Excerpted text:
__________

Scottish News from the BBC and a Question of Diplomacy


This is Scottish election year and the starting pistol was fired with the so called New Year messages from the party leaders. From now until May 5th every announcement, comment and policy statement will be pored over and headlined by the Scottish media.

In this sensitive atmosphere a slip of the tongue or a perceived policy ‘U’ turn could spell disaster – no one is immune from the media microscope – or rather no one SHOULD be immune from this early campaign scrutiny. However the year is but days old and already there are serious questions being asked of BBC Scotland’s handling of the political news in Scotland.

The end of 2010 saw BBC Scotland play a very active role in the resignation of Transport Minister Stewart Stevenson. An interview on Newsnight Scotland saw Mr Stevenson asked repeatedly if he would apologise for his handling of ‘White Monday’. The interview resulted in Mr Stevenson’s now notorious claim where he stated that the appalling weather had been met by a “first class response”.

Such is the feral atmosphere that politicians operate in in today’s media that these three words were the catalyst for first an apology, then a resignation from the Transport Minister. Political opponents and media commentators pounced on Mr Stevenson’s ‘gaffe’ and BBC Scotland reporters were prominent amongst the ravenous pack.

The state broadcaster of course denied allegations of partisan behaviour or bias. After all, Mr Stevenson had brought much of it upon himself with his ill considered “first class response” comment and the BBC would have covered such verbal gaffes with the same zeal regardless of political leanings.

So what are we to make of the silence from BBC Scotland after Scottish Labour leader Iain Gray’s verbal slap in the face to Montenegro?

Granted, nobody spent hours in a snowbound car and the M8 wasn’t closed for 48 hours. However a diplomatic row has resulted from ill considered remarks made by the Scottish Labour leader who implied that Montenegro’s road to independence had only been possible after ethnic cleansing, bloody wars and war crimes tribunals. It doesn’t matter that Iain Gray might not have meant to imply exactly what has been inferred, but that’s not the issue, the issue is that Montenegrins have now reacted angrily and official diplomatic letters of complaint have been fired off – one to the First Minister.

__________

Given material:
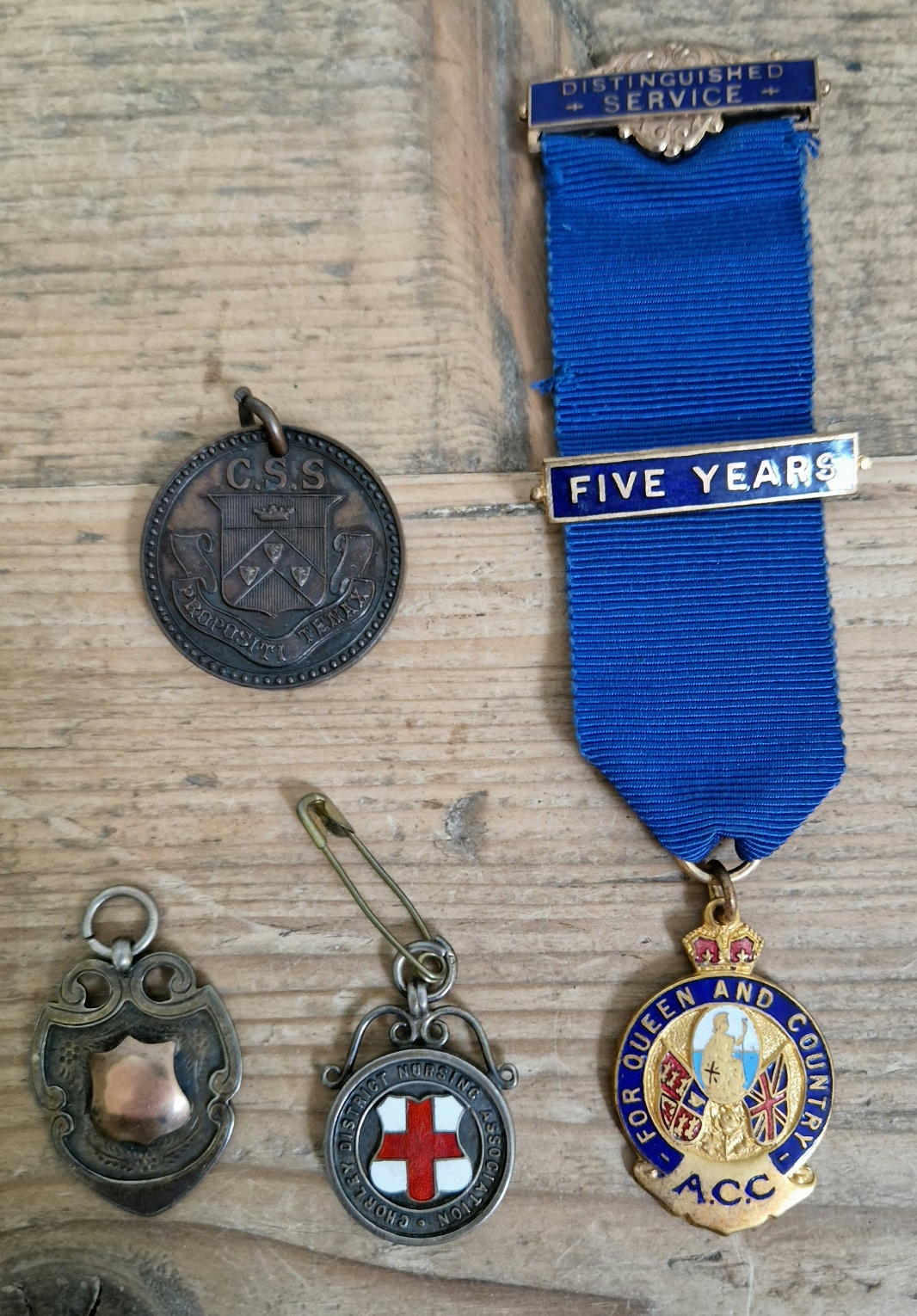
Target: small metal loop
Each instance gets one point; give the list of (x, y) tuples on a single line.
[(700, 871), (316, 812), (419, 1002), (253, 409), (440, 982), (723, 894), (134, 946), (123, 955)]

__________

What this task involves:
Please list the three things that, according to the article on BBC Scotland's political coverage, Iain Gray implied Montenegro's road to independence had only been possible after.

Reply:
- Ethnic cleansing
- Bloody wars
- War crimes tribunals